[Point annotation entries]
::::::
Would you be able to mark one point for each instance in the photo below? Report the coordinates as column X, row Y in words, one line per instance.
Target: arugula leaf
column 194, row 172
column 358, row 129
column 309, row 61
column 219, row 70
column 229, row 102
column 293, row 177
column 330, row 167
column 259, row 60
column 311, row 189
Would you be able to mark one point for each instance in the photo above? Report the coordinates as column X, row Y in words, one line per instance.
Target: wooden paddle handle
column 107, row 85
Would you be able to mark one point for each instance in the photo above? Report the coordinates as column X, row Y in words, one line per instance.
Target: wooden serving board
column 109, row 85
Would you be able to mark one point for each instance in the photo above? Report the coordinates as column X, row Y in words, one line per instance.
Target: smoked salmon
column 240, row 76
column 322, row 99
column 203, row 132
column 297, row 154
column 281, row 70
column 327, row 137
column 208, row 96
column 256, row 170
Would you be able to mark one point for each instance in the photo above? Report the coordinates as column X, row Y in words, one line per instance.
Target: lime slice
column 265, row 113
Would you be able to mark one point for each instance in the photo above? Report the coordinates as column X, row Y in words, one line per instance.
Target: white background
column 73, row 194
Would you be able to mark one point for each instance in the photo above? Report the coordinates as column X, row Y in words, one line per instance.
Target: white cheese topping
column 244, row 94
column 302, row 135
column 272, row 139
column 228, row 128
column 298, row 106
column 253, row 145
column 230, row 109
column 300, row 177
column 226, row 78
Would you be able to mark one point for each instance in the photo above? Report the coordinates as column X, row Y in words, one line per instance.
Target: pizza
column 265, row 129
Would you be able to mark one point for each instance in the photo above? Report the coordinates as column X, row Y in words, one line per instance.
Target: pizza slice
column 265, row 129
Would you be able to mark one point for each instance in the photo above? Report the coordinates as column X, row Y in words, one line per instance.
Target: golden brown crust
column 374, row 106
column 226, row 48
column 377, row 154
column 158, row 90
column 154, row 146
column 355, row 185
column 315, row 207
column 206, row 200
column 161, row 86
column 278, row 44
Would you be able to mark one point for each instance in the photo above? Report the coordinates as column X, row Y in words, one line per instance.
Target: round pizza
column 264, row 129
::::::
§ WORK TO BE COMPLETED:
Recast every line of the entries above as a numbered list, leaving out any blank lines.

§ RESPONSE:
1. Would you be able to mark one point for each instance in the photo below? Report the coordinates as column X, row Y in words, one line per instance.
2. Target: arugula leaf
3. column 194, row 172
4. column 358, row 129
5. column 309, row 61
6. column 219, row 70
7. column 229, row 102
8. column 293, row 177
9. column 330, row 167
10. column 259, row 60
11. column 311, row 189
12. Would you be able to mark one point for each instance in the photo above? Report the coordinates as column X, row Y in words, one line per instance.
13. Target: wooden paddle handle
14. column 107, row 85
15. Would you be able to mark one point for each instance in the photo above? Report the coordinates as column X, row Y in words, one line per instance.
16. Target: wooden serving board
17. column 109, row 85
18. Would you be able to mark one point for each instance in the photo above? Report the coordinates as column X, row Y in words, one line per instance.
19. Target: smoked salmon
20. column 240, row 76
21. column 322, row 99
22. column 203, row 132
23. column 297, row 154
24. column 281, row 70
25. column 327, row 137
26. column 208, row 96
27. column 256, row 170
28. Would you be able to mark one point for each instance in the photo above? Report the coordinates as column X, row Y in words, one line per instance.
29. Target: lime slice
30. column 265, row 113
31. Would you be able to mark one point for each instance in the photo above? Report the coordinates as column X, row Y in words, one line per instance.
32. Target: white background
33. column 73, row 194
34. Would you be able to mark one point for each instance in the photo above? Report the coordinates as column X, row Y in words, one line per instance.
35. Target: white cheese topping
36. column 244, row 94
37. column 302, row 135
38. column 272, row 139
39. column 228, row 128
40. column 298, row 106
41. column 253, row 145
42. column 230, row 109
43. column 300, row 177
44. column 226, row 78
45. Would you be able to mark one point for each instance in the photo above? Report the coordinates as column X, row Y in words, one line per instance.
46. Target: pizza
47. column 265, row 129
48. Would you be able to mark one point for each instance in the photo above? Report the coordinates as column X, row Y in words, one line per instance.
49. Target: pizza slice
50. column 265, row 129
51. Would you be able to mark one point for each instance in the photo above? Report the coordinates as column X, row Y in words, one line per instance.
52. Target: golden brown crust
53. column 374, row 106
54. column 226, row 48
55. column 377, row 154
56. column 158, row 90
57. column 154, row 146
58. column 355, row 185
59. column 315, row 207
60. column 206, row 200
61. column 161, row 86
62. column 278, row 44
63. Would you be able to mark one point for each instance in the photo above? Report the coordinates as column X, row Y in words, one line per instance.
64. Target: round pizza
65. column 264, row 129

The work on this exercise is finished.